> TEKS YANG DIBERIKAN:
_ _ _ _ _ _ _

Jayapura, Jubi- Anak adat di Tanah Papua, khususnya di wilayah Biak Numfor, terutama yang berbahasa Byak, sudah pasti akan mengetahui sejarah dan asal-usul keretnya. Termasuk nama adat dan identias dari tanah leluhurnya. Karena pengetahuan itu bagian dari penjagaan dan perlindungan warisan tanah leluhur.
“Sangat ngawur kalau anak adat tidak tahu asal-usulnya, kemudian berbicara atas nama masyarakat adat. Oleh karena itu, anak adat yang benar harus mengetahui sejarah dan asal-usul keretnya,” kata Apolos Sroyer, ketua Dewan Adat Byak atau Manfun Kankain Karkara Byak (KKB).
Menurut Apolos Sroyer yang dihubungi Jubi, Selasa (5/4/2022), selama ini KKB sudah menjalankan semua program dan kegiatan, terutama untuk melindungi hak-hak adat dari setiap klen di kampung-kampung.
“Kami menfasilitasi semua kegiatan dan mendukungnya, saat ini kami ada bersama masyarakat di Kepulauan Padaido, termasuk tanah adat Warbon milik keret Abrauw,” kata Sroyer.
KKB, katanya, saat ini juga bekerja sama dengan berbagai pihak, terutama akademisi dari Universitas Cenderawasih untuk mengembangkan lembaga Biakologi di Biak Numfor.
“Biakologi ini penting karena menyangkut seluruh aspek kehidupan dan budaya, termasuk pengembangan bahasa Byak ke depan,” katanya.
Dia juga berjanji akan melakukan identifikasi tentang obat-obatan tradisional dan kerajinan noken dan tikar di Biak agar masyarakat adat bisa mendapatkan hak intelektual sebagai pemilik, karena warisan turun-temurun.
“Misalnya daun sampare yang sudah diproduksi, minyak pandemor, dan lainnya adalah hak intelektual dari orang-orang tua di Biak dalam memanfaatkan potensi alam di sekitarnya,” katanya.
Sroyer berharap potensi yang dimiliki kawasan Byak di kampung-kampung muncul dari inisiatif masyarakat adat sendiri. Bukan mengerjakan kerajinan tangan seperti noken dan lain-lain sebagai proyek semata yang selesai proyek semua hilang.
“Mestinya masyarakat adat sendiri yang berinisiatif mengembangkan diri dan potensi, terutama anyaman tikar, noken, dan sebagainya,” ujarnya.
Ia mengatakan KKB selalu melakukan sidang adat dan peradilan adat soal sengketa tanah.
“Kecuali masalah perzinahan atau masalah keluarga di kampung, bisa diselesaikan oleh Mananwir Mnu di kampong masing masing atau juga melibatkan wilayah atau setiap Bar,” katanya.
Dualisme KKB
Menanggapi dualisme KKB di Kabupaten Biak Numfor, Sroyer mengatakan akan memberikan pernyataan resmi terkait soal itu.

_ _ _ _ _ _ _

> BAGIAN DATA:
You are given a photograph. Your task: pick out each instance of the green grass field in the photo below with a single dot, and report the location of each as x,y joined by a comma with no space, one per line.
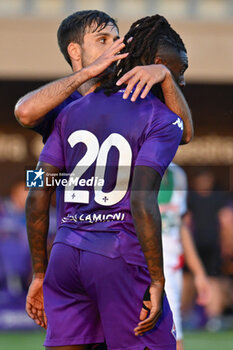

_ _ _ _ _ _ _

> TUGAS YANG DIKERJAKAN:
1. Tentukan apakah tiap pernyataan berikut sesuai dengan artikel tentang Dewan Adat Byak, jawab ya atau tidak, lalu kutip persis kata-kata artikel yang menentukannya. (a) KKB bekerja sama dengan akademisi Universitas Cenderawasih untuk mengembangkan lembaga Biakologi. (b) Masalah perzinahan di kampung harus diselesaikan melalui sidang adat KKB. (c) Apolos Sroyer dihubungi Jubi pada hari Selasa.
2. Tuliskan kembali tanpa perubahan bagian artikel tentang Dewan Adat Byak yang diawali "Dia juga berjanji" dan berlanjut sampai "soal sengketa tanah.".
3. Menurut artikel tentang Dewan Adat Byak, tanah adat Warbon milik keret apa?
Data tersebut tidak berhubungan dengan artikel.

> JAWABAN LATIHAN:
1.
(a) Ya: "terutama akademisi dari Universitas Cenderawasih untuk mengembangkan lembaga Biakologi di Biak Numfor"
(b) Tidak: "Kecuali masalah perzinahan atau masalah keluarga di kampung, bisa diselesaikan oleh Mananwir Mnu di kampong masing masing"
(c) Ya: "Menurut Apolos Sroyer yang dihubungi Jubi, Selasa (5/4/2022)"

2.
Dia juga berjanji akan melakukan identifikasi tentang obat-obatan tradisional dan kerajinan noken dan tikar di Biak agar masyarakat adat bisa mendapatkan hak intelektual sebagai pemilik, karena warisan turun-temurun.
“Misalnya daun sampare yang sudah diproduksi, minyak pandemor, dan lainnya adalah hak intelektual dari orang-orang tua di Biak dalam memanfaatkan potensi alam di sekitarnya,” katanya.
Sroyer berharap potensi yang dimiliki kawasan Byak di kampung-kampung muncul dari inisiatif masyarakat adat sendiri. Bukan mengerjakan kerajinan tangan seperti noken dan lain-lain sebagai proyek semata yang selesai proyek semua hilang.
“Mestinya masyarakat adat sendiri yang berinisiatif mengembangkan diri dan potensi, terutama anyaman tikar, noken, dan sebagainya,” ujarnya.
Ia mengatakan KKB selalu melakukan sidang adat dan peradilan adat soal sengketa tanah.

3. Keret Abrauw.